──────── DOCUMENT EXTRACT

The Wine and Cheese on the _*Builder*_ is in the Dining Car and is for Sleeper pax only. In addition, they will ask trivia questions to give away the partially poured bottles, most of which still have a strong lion's share of wine left in them.


----------



## rusty spike (Aug 10, 2012)

OlympianHiawatha said:


> rusty spike said:
> 
> 
> > pennyk said:
> ...


Hmmmm....

Now I'm wondering what the PPC attendant did with our leftovers.


----------



## MiRider (Aug 11, 2012)

Maine Rider said:


> You may also consume whatever beverages you like in your roomette, but you may not bring alcoholic beverages into "public" areas of the train.


I always believed this to be true but on my trips on the CONO and CZ this Spring, people were consuming beer and drinks in coach and I even asked about it and was told, 'sure, no problem'.

Also, when I take the Pere Marquette, everyone brings their cafe car purchases, alcohol included, to their seats.

Maybe you mean alcohol that wasn't purchased on the train?

Of course, that really doesn't stop a lot of stealthy people.


----------



## dabrilloman (Aug 11, 2012)

────────────────
──────── ITEMS

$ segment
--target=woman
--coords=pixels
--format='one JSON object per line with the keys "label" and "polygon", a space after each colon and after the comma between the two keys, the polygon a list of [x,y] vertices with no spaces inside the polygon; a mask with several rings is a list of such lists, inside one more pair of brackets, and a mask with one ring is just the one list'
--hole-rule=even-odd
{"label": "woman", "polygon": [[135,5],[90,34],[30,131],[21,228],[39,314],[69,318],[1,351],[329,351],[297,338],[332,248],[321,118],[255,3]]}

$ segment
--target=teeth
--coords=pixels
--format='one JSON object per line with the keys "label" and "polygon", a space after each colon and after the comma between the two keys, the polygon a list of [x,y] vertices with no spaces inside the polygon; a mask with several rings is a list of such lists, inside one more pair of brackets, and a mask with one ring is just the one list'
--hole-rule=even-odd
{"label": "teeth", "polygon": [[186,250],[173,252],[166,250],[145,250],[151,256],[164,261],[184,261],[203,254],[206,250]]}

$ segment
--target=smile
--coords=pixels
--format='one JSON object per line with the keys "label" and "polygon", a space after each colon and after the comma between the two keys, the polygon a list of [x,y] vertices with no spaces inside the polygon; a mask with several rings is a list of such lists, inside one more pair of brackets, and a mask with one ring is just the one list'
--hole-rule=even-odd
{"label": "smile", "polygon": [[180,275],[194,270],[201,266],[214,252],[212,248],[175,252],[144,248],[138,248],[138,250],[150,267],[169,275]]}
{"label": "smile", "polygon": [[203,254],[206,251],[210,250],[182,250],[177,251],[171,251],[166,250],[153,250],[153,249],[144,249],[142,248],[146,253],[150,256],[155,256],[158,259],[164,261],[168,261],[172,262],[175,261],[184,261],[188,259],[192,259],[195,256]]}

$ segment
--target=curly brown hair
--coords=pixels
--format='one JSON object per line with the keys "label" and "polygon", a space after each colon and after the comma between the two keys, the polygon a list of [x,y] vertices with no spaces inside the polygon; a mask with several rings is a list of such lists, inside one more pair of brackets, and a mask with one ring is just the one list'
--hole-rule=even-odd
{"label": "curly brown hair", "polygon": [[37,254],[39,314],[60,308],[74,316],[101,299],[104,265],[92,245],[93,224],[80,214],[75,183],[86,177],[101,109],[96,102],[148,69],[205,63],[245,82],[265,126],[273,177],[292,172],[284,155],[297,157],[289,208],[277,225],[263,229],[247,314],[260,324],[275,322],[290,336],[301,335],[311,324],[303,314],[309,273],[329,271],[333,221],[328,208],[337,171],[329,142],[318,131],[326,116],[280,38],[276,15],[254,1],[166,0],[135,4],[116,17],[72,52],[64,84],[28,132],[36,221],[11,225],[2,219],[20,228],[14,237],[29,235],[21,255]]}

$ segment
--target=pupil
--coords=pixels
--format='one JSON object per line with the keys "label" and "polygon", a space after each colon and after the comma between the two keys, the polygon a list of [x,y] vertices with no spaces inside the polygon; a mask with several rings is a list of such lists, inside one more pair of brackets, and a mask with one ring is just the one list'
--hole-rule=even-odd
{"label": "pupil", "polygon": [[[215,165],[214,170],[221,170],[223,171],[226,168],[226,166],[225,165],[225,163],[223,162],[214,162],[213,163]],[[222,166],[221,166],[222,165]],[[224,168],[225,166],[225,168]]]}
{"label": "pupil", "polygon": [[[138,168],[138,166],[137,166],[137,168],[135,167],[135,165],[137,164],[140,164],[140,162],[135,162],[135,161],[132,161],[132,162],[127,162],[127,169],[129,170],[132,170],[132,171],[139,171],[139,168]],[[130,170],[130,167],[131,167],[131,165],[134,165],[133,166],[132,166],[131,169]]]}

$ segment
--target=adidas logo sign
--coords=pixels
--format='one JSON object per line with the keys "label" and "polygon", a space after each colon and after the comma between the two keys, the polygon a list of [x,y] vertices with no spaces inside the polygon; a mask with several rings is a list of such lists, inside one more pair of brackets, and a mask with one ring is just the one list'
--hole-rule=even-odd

────────────────

AIM: According to the forum thread, where is the Wine and Cheese on the Builder held? Rely only on the forum thread.

REPLY: In the Dining Car.